- _Work required_
Quote the stretch of the Lalgarh news report from "In contrast, the" through "exhibition in Delhi.", word for word.

- _Page excerpt_
##########

At 9.24am, around 45 minutes after setting out from Kadashole, the battalion comes under fire, hits the grassy ground and takes position

Jawans load the 51mm mortar, a recent high-
explosive addition to the CRPF inventory, and fire

The march continues through the jungle

Ramgarh, July 27: The Maoist firepower in Lalgarh has so far been basic or imaginary.

If the number of duds found between yesterday and today were real, the central forces would have found themselves in a far more tricky situation.

This afternoon, a foray from Lalgarh towards Ramgarh was diverted after a mine went off near the village of Hariharpur-Pathardanga. It is also People’s Committee Against Police Atrocities spokesperson Chhatradhar Mahato’s village, about two-and-a-half kilometre from Lalgarh police station.

In contrast, the firepower of the CRPF is new. Its troopers carry automatic rifles — AK-47s and Insas — and also 7.62mm Light Machine Guns. The 51mm mortar is a recent addition to its inventory.

But, surprisingly, and probably for the first time, the CRPF has shown in Lalgarh that it possesses the CGRL, the Carl Gustav Rocket Launcher, of Bofors heritage.

The 51mm mortar should ideally fall in the category of light artillery. Never was a police force in India — the CRPF is after all a police force — known to be equipped with such a weapon. “I don’t think we will have to use it,” said the deputy commandant and battalion major Firoz Kujur. “They (the Maoists) don’t have defences that have to be destroyed by it,” he said.

The CRPF did not want it to be photographed. But it was unmistakable. The weapon has been displayed in a defence exhibition in Delhi.

Indeed, the CRPF’s 66 battalion in operation here looks like an infantry battalion of the army from the 1990s. The army’s infantry battalions today are far better equipped and their tactics, too, are different, probably even more time-consuming. But the CRPF is ranged against the Maoists who, by their own admission, have only a militia or, at best, a guerrilla army.

The CRPF troops in this operation are also, in military parlance, “battle-inoculated”.

“This terrain is good for us,” a CRPF platoon commander said. “This is not hilly (such areas are hazardous even for seasoned troops),” he added. This is in marked contrast to what Bengal police personnel say. They complain about the jungles.

Unlike the Bengal Armed Police that fled last Saturday after an explosion in their first foray outside Pingboni, the village that was a virtual border in Lalgarh’s north, the CRPF troops are cool about facing fire. The Maoist rebels in retreat can at best hope to launch attacks on the police after they set up camps.

Four days ago, in Boropelia, a village under the control of the people’s committee and also the Maoists, a middle-aged man, asked about the Maoist resistance, said: “Even the snake that has no poison bares its fangs. We will bare our fangs.”

Boropelia village is on the road between Lalgarh and Ramgarh. It may be targeted tomorrow in an offensive by the state forces from both ends.

##########

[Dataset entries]
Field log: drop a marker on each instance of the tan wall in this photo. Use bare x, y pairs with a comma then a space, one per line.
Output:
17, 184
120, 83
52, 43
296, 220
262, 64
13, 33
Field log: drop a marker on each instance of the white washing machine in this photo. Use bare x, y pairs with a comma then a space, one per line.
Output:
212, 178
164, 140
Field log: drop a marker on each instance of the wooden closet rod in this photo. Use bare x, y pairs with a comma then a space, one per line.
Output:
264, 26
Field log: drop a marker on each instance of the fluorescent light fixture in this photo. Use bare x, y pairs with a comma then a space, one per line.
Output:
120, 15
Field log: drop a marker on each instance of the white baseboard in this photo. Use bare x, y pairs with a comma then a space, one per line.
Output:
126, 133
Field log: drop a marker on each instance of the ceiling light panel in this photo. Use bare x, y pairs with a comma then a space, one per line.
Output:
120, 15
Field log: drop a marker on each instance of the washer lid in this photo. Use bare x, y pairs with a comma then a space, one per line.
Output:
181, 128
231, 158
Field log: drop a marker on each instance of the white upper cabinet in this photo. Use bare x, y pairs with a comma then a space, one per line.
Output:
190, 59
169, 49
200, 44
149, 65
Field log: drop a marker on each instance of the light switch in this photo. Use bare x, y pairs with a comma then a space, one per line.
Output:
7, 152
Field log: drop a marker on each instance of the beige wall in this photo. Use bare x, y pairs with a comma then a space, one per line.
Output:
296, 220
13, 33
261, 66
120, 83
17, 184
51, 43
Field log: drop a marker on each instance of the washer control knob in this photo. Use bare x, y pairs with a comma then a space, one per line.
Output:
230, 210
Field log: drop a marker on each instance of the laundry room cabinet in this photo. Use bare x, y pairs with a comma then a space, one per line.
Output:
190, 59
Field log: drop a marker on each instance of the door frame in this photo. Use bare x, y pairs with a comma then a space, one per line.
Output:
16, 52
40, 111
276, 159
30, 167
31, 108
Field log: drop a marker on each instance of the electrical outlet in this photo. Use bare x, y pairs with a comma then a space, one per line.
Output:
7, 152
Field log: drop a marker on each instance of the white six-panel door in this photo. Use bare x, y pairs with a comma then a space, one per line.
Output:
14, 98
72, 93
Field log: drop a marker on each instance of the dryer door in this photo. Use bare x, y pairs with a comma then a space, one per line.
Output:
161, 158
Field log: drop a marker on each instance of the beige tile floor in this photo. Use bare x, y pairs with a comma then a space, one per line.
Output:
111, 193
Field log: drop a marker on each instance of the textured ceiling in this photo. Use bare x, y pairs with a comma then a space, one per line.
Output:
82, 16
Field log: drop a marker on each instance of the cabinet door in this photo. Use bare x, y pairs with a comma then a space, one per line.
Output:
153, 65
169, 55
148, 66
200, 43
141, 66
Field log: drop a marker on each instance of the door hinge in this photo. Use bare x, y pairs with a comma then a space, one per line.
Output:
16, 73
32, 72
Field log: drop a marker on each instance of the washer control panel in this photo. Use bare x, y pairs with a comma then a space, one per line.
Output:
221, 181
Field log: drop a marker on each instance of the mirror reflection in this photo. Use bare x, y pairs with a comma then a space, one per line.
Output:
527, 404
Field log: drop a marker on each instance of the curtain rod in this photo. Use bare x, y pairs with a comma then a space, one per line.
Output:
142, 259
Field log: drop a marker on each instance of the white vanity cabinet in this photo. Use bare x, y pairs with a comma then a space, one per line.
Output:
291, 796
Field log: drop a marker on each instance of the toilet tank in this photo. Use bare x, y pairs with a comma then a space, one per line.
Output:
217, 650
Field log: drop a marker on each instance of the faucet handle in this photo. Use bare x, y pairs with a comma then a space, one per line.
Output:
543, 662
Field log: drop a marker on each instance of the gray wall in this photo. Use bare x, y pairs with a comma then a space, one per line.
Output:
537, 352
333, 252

##########

- _Output of the exercise_
In contrast, the firepower of the CRPF is new. Its troopers carry automatic rifles — AK-47s and Insas — and also 7.62mm Light Machine Guns. The 51mm mortar is a recent addition to its inventory.

But, surprisingly, and probably for the first time, the CRPF has shown in Lalgarh that it possesses the CGRL, the Carl Gustav Rocket Launcher, of Bofors heritage.

The 51mm mortar should ideally fall in the category of light artillery. Never was a police force in India — the CRPF is after all a police force — known to be equipped with such a weapon. “I don’t think we will have to use it,” said the deputy commandant and battalion major Firoz Kujur. “They (the Maoists) don’t have defences that have to be destroyed by it,” he said.

The CRPF did not want it to be photographed. But it was unmistakable. The weapon has been displayed in a defence exhibition in Delhi.